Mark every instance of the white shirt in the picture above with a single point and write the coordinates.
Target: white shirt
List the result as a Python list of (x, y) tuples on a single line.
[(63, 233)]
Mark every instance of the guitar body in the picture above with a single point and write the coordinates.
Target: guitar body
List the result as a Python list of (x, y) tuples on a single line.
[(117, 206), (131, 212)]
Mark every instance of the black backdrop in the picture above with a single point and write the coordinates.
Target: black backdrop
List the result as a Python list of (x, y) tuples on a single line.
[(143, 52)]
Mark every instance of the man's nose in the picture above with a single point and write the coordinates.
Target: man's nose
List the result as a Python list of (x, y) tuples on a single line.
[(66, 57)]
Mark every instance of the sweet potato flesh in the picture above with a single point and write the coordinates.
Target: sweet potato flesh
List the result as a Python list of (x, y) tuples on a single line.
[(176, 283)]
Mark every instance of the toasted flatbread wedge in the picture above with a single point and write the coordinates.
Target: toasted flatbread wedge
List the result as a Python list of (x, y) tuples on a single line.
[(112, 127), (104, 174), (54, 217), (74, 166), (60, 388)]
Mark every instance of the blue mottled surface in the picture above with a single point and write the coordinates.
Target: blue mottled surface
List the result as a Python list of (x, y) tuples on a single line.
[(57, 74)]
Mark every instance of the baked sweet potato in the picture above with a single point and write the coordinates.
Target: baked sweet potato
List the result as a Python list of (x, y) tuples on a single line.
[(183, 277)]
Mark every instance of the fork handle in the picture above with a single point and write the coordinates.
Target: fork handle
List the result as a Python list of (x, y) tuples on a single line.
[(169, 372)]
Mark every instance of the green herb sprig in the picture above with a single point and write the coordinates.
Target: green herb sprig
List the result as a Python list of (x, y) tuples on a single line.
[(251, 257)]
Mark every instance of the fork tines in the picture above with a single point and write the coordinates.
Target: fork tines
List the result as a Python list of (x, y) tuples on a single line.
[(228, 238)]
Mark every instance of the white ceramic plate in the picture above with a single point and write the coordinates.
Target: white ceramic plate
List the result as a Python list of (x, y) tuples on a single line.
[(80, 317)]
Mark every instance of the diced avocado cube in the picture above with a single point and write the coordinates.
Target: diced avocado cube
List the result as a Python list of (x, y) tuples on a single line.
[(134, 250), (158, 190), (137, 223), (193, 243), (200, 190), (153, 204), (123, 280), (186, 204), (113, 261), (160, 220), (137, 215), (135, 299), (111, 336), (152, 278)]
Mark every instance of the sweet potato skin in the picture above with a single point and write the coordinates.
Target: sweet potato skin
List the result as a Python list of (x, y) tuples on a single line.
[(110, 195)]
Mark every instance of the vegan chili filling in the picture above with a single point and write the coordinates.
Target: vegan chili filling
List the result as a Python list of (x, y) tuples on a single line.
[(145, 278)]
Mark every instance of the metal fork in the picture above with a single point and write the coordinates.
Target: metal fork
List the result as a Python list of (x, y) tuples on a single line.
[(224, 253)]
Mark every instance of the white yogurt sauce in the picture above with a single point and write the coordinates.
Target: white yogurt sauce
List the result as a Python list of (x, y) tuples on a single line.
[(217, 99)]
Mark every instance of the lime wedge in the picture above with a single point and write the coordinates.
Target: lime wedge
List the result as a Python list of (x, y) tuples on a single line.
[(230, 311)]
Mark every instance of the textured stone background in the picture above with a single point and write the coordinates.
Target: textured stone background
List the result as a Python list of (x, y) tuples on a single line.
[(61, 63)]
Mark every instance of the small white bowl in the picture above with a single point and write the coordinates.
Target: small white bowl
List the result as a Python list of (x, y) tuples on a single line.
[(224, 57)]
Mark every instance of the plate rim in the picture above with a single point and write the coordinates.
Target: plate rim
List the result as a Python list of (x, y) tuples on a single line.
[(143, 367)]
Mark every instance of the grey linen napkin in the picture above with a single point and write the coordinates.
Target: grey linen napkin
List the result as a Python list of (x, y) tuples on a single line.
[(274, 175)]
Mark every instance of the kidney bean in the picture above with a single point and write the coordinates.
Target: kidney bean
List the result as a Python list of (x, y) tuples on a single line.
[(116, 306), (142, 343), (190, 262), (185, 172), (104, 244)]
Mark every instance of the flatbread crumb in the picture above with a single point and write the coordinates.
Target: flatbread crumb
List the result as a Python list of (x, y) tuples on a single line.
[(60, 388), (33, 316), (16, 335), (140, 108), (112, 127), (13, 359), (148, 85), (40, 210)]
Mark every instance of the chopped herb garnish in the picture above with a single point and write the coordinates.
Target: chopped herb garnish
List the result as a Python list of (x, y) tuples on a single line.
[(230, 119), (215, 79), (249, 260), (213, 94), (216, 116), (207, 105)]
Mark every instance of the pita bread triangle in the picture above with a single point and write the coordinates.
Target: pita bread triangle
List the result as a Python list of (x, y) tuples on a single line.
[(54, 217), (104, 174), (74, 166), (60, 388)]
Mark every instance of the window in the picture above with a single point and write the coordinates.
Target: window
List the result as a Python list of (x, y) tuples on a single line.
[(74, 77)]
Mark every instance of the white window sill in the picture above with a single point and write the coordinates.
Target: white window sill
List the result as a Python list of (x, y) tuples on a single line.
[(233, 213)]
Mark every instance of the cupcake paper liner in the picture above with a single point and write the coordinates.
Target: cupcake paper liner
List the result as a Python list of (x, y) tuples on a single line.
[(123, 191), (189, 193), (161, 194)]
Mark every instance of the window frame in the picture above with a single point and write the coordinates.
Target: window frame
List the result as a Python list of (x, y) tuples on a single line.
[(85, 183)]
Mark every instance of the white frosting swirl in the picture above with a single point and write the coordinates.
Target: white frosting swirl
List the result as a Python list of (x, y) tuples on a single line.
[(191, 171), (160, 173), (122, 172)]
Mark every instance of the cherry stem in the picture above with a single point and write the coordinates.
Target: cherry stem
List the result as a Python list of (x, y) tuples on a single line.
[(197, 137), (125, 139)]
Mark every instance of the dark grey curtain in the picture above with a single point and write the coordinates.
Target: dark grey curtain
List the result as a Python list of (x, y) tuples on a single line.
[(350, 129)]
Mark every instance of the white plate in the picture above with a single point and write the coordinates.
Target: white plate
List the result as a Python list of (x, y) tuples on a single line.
════════════════════
* [Exercise prompt] Could you transcribe every record above exactly as it appears?

* [Response below]
Mark every instance of the white shirt in the picture above with a single point and write the coordinates.
Target: white shirt
List the result as a Python list of (x, y) tuples on a single line.
[(63, 233)]
Mark every instance of the guitar body in the picture above with a single point and write the coordinates.
Target: guitar body
List the result as a Python list of (x, y) tuples on a single line.
[(117, 206), (131, 212)]
Mark every instance of the black backdrop in the picture above with a single point and write the coordinates.
Target: black backdrop
List the result as a Python list of (x, y) tuples on a single line.
[(143, 52)]
Mark every instance of the man's nose in the picture above with a single point and write the coordinates.
Target: man's nose
List the result as a Python list of (x, y) tuples on a single line.
[(66, 57)]
Mark every instance of the sweet potato flesh in the picture above with a single point and write the coordinates.
Target: sweet potato flesh
List the result as a Python list of (x, y) tuples on a single line.
[(176, 283)]
Mark every instance of the toasted flatbread wedge in the picture above with a single point and write the coordinates.
Target: toasted flatbread wedge
List the result as a Python list of (x, y) tuples on a single line.
[(112, 127), (104, 174), (54, 217), (74, 166), (60, 388)]
Mark every instance of the blue mottled surface in the picture above with a single point and write the coordinates.
Target: blue mottled surface
List the result as a Python list of (x, y) tuples on a single line.
[(57, 74)]
Mark every instance of the baked sweet potato in the picture above with a single point and write the coordinates.
Target: baked sweet potato
List the result as a Python list of (x, y) tuples on a single line.
[(183, 277)]
Mark every instance of the fork handle in the picture above with a single point and write the coordinates.
Target: fork handle
List the result as a Python list of (x, y) tuples on a single line.
[(169, 372)]
Mark every instance of the green herb sprig in the picture above with a single point and write the coordinates.
Target: green herb sprig
List the result as a Python list of (x, y) tuples on a single line.
[(251, 257)]
Mark every instance of the fork tines in the picture above with a single point and write the coordinates.
Target: fork tines
List the result as a Python list of (x, y) tuples on a single line.
[(228, 238)]
Mark every instance of the white ceramic plate in the picture above with a single point and write the coordinates.
Target: white ceramic plate
List the result as a Python list of (x, y) tuples on a single line.
[(80, 317)]
Mark every instance of the diced avocado cube in the picture above with a single point and write the coordinates.
Target: diced avocado cube
List the result as a Python list of (x, y) tuples on a single line.
[(134, 250), (158, 190), (137, 223), (193, 243), (200, 190), (153, 204), (123, 280), (186, 204), (113, 261), (160, 220), (137, 215), (135, 299), (111, 336), (152, 278)]
Mark every instance of the sweet potato skin in the picture above with a single point and write the coordinates.
Target: sweet potato skin
List the result as a Python list of (x, y) tuples on a single line.
[(110, 195)]
Mark every instance of the vegan chili filling in the picture above with a single point and write the coordinates.
Target: vegan chili filling
List the result as a Python list of (x, y) tuples on a single line.
[(145, 278)]
Mark every instance of the metal fork in the picture above with a single point and write the coordinates.
Target: metal fork
List the result as a Python list of (x, y) tuples on a single line.
[(224, 253)]
Mark every instance of the white yogurt sauce in the picture above with a single point and write the coordinates.
Target: white yogurt sauce
List the result as a Python list of (x, y) tuples on a single line.
[(217, 99)]
Mark every instance of the lime wedge in the picture above with a single point and write the coordinates.
Target: lime wedge
List the result as a Python list of (x, y) tuples on a single line.
[(230, 311)]
Mark every instance of the textured stone background in the picture above with a single point and write the coordinates.
Target: textured stone background
List the result as a Python list of (x, y) tuples on a single line.
[(61, 63)]
Mark every instance of the small white bowl in the picture above with a single point and write the coordinates.
Target: small white bowl
List the result as a Python list of (x, y) tuples on a single line.
[(224, 57)]
Mark every instance of the plate rim in the picture above with a single point and write the coordinates.
Target: plate rim
List the result as a Python list of (x, y) tuples on a single line.
[(143, 367)]
Mark every instance of the grey linen napkin in the picture above with a single point and write the coordinates.
Target: grey linen napkin
List the result as a Python list of (x, y) tuples on a single line.
[(274, 175)]
Mark every instance of the kidney bean in the picture above with a single point and write the coordinates.
Target: kidney bean
List the result as a Python list of (x, y) tuples on a single line.
[(116, 306), (142, 343), (190, 262), (185, 172), (104, 244)]
Mark every instance of the flatbread crumb in the picture above with a single point and write the coordinates.
Target: flatbread crumb
List the result as a Python list of (x, y) tuples on a single line.
[(60, 388), (33, 316), (16, 335), (140, 108), (112, 127), (13, 359), (148, 85), (40, 210)]
Mark every instance of the chopped herb garnish in the picture above with a single point and write the coordinates.
Target: chopped herb garnish
List the result as a Python list of (x, y) tuples on a single line.
[(230, 119), (215, 79), (249, 260), (213, 94), (216, 116), (207, 105)]
Mark every instance of the pita bread triangle in the picture above with a single point and write the coordinates.
Target: pita bread triangle
List the result as a Python list of (x, y) tuples on a single line.
[(54, 217), (104, 174), (74, 166), (60, 388)]
Mark every instance of the window in the picture above with a single point and write the coordinates.
Target: window
List the result as a Python list of (x, y) tuples on a single line.
[(74, 77)]
Mark every instance of the white window sill in the picture above with a single point and write the coordinates.
Target: white window sill
List the result as a Python list of (x, y) tuples on a single line.
[(233, 213)]
Mark every instance of the cupcake paper liner in the picture above with a single point and write the coordinates.
Target: cupcake paper liner
List the result as a Python list of (x, y) tuples on a single line.
[(123, 191), (189, 193), (161, 194)]
Mark every instance of the window frame in the picture above with a single point and write the coordinates.
Target: window frame
List the result as a Python list of (x, y) tuples on a single line.
[(85, 183)]
Mark every instance of the white frosting swirl in the picture above with a single point and write the coordinates.
Target: white frosting swirl
List the result as a Python list of (x, y) tuples on a single line.
[(191, 171), (160, 173), (122, 172)]
Mark every instance of the cherry stem in the picture above with a single point and write the coordinates.
Target: cherry stem
List the result as a Python list of (x, y) tuples on a single line.
[(197, 137), (125, 139)]
Mark every instance of the dark grey curtain in the picture above with a single point and write the coordinates.
Target: dark grey curtain
List the result as a Python list of (x, y) tuples on a single line.
[(350, 129)]
Mark every instance of the white plate in the picture above with a single point and write the coordinates.
Target: white plate
List the result as a Python list of (x, y) tuples on a single line.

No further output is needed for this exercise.